- Aşağıdakileri tamamlayınız:
1. Mahkeme kararı metninden "TALEP: İhtiyati tedbir talep" ifadesinden "engellenmesini talep etmiştir." ifadesine kadar uzanan bölümü aynen çıkarınız.
2. Mahkeme kararı metninde, erişimin tedbiren engellenmesi talebine dayanak gösterilen kanun maddelerinin tamamını kanun kısaltmalarıyla birlikte sıralayınız.

- Kaynak metin:
────────────────────────────────────────

Emsal Mahkeme Kararı İstanbul Bölge Adliye Mahkemesi 12. Hukuk Dairesi 2022/1274 E. 2022/1023 K. 04.07.2022 T.

Görüntülediğiniz mahkeme kararı henüz kesinleşmemiştir. Yararlı olması amacıyla eklenmiştir.

T.C.
İSTANBUL
BÖLGE ADLİYE MAHKEMESİ
12. HUKUK DAİRESİ
DOSYA NO: 2022/1274
KARAR NO: 2022/1023
T Ü R K M İ L L E T İ A D I N A
İ S T İ N A F K A R A R I
İNCELENEN KARARIN
MAHKEMESİ: İSTANBUL ANADOLU 3. ASLİYE TİCARET MAHKEMESİ
TARİHİ: 15/03/2021
NUMARASI: 2021/179 D.İş 2021/173 Karar
TALEP: İhtiyati Tedbir
İhtiyati tedbir talebinin reddine ilişkin kararın talep eden vekili tarafından istinaf edilmesi üzerine dosya kapsamı incelenip gereği görüşülüp düşünüldü.
TALEP: İhtiyati tedbir talep eden vekili, …’in Youtube adlı sosyal medya platformunda https://youtube.com/… linki üzerinden paylaştığı video ile müvekkili şirketlerin tescili markası ve ürününü karalamak suretiyle haksız rekabet teşkil eden açıklamalar yaptığını, bu sebebiyle haksız saldırının bir an evvel önlenmesi ve yayının durdurulması, bu bağlamda SMK’nun 159/1. TTK’nun 61. Ve HMK’nun 389.maddeleri uyarınca ilgili URL adresine tedbiren erişimin engellenmesini talep etmiştir.
İLK DERECE MAHKEMESİ KARARI: Mahkemece, tedbir konulmasını talep edilen ”…” adlı videoda ifade özgürlüğü kapsamında konu hakkında görüş ve düşüncelerin ifade edildiği ve karşılaştırmaların yapıldığı, söz konusu video paylaşımının ifade özgürlüğü kapsamında değerlendirilebileceği ve talep konusunun yargılamayı gerektirdiği anlaşılmakla söz konusu video paylaşımına erişimin tedbiren engellenmesi yönündeki ihtiyati tedbir talebinin reddine karar verilmiştir.

────────────────────────────────────────

- Sağlanan bilgiler:
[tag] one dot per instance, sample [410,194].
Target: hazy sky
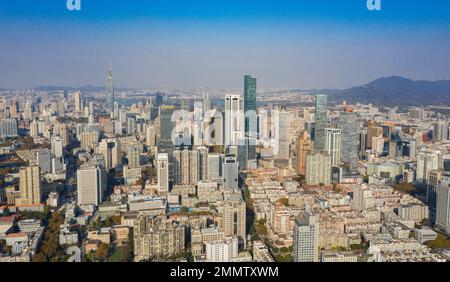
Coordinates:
[213,43]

────────────────────────────────────────

- Çözüm listesi:
1.
TALEP: İhtiyati tedbir talep eden vekili, …’in Youtube adlı sosyal medya platformunda https://youtube.com/… linki üzerinden paylaştığı video ile müvekkili şirketlerin tescili markası ve ürününü karalamak suretiyle haksız rekabet teşkil eden açıklamalar yaptığını, bu sebebiyle haksız saldırının bir an evvel önlenmesi ve yayının durdurulması, bu bağlamda SMK’nun 159/1. TTK’nun 61. Ve HMK’nun 389.maddeleri uyarınca ilgili URL adresine tedbiren erişimin engellenmesini talep etmiştir.

2.
- SMK'nun 159/1. maddesi
- TTK'nun 61. maddesi
- HMK'nun 389. maddesi